[start Supplied records]

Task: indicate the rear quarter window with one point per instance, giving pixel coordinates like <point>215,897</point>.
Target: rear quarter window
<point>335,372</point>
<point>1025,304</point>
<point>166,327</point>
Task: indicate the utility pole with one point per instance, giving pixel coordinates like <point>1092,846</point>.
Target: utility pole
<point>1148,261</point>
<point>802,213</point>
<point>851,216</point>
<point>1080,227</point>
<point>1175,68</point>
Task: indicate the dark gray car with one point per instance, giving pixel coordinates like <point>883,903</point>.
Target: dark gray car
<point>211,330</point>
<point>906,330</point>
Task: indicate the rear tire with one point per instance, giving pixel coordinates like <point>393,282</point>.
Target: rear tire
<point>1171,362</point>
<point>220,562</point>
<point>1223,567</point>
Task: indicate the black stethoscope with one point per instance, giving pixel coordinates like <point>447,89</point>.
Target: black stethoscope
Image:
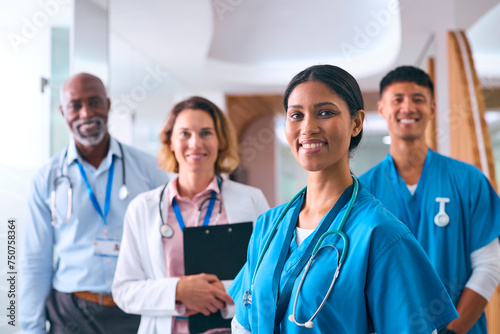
<point>122,194</point>
<point>167,231</point>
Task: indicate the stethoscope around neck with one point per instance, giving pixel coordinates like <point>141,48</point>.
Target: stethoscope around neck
<point>122,194</point>
<point>167,231</point>
<point>247,297</point>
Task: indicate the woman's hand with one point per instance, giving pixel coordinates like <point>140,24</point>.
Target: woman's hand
<point>202,293</point>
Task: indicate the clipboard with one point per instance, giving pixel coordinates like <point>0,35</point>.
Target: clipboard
<point>220,250</point>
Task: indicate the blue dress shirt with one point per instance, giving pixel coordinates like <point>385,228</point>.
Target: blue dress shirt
<point>62,256</point>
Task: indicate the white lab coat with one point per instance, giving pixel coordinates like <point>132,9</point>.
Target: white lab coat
<point>140,285</point>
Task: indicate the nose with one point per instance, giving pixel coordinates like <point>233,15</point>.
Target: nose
<point>85,111</point>
<point>194,140</point>
<point>407,105</point>
<point>309,125</point>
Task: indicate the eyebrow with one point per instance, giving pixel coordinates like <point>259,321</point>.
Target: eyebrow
<point>412,95</point>
<point>202,129</point>
<point>317,105</point>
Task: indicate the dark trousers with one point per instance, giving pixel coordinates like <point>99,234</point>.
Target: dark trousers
<point>69,314</point>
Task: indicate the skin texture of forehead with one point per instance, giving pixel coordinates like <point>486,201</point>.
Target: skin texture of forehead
<point>79,80</point>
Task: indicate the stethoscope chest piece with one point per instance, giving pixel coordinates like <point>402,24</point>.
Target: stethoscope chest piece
<point>166,231</point>
<point>123,192</point>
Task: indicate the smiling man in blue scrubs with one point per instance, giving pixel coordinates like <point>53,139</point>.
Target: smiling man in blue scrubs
<point>450,206</point>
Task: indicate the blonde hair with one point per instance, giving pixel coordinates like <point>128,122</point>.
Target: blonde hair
<point>227,159</point>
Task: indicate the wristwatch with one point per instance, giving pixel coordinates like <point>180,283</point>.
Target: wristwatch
<point>447,331</point>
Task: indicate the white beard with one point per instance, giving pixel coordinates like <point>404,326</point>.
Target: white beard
<point>92,136</point>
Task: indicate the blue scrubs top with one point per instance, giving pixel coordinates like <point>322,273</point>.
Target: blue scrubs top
<point>386,285</point>
<point>473,210</point>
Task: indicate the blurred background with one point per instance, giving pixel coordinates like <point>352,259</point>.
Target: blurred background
<point>238,53</point>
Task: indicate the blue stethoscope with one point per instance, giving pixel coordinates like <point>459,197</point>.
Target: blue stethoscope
<point>247,298</point>
<point>122,194</point>
<point>167,231</point>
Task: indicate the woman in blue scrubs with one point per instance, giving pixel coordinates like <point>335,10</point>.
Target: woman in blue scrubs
<point>385,282</point>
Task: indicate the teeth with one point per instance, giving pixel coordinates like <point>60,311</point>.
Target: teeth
<point>314,145</point>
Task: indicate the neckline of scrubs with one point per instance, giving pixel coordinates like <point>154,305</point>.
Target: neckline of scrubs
<point>283,299</point>
<point>397,183</point>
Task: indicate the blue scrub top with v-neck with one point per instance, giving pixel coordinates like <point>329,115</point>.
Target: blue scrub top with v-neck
<point>473,210</point>
<point>386,284</point>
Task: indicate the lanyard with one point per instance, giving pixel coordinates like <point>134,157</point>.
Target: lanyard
<point>206,220</point>
<point>411,222</point>
<point>92,197</point>
<point>284,297</point>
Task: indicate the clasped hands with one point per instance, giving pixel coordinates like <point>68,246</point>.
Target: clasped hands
<point>202,293</point>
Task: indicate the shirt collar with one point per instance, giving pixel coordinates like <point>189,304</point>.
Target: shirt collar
<point>72,155</point>
<point>173,192</point>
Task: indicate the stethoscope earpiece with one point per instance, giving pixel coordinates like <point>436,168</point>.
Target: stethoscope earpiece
<point>167,231</point>
<point>123,193</point>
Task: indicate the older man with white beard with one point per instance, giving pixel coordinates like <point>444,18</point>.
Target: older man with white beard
<point>76,207</point>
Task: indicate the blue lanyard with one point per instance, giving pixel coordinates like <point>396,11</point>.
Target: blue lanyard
<point>208,215</point>
<point>284,298</point>
<point>411,222</point>
<point>109,185</point>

[end Supplied records]

Task statement » Copy the entries from the first line through the line containing "<point>166,327</point>", including the requests, and shift every coordinate in the answer points by -139. Leave the numbers in the requests and in their sample points unchanged.

Result of the task »
Task: indicate the rear quarter window with one point per instance, giving pixel coordinates like <point>215,897</point>.
Target: rear quarter window
<point>196,233</point>
<point>886,165</point>
<point>27,188</point>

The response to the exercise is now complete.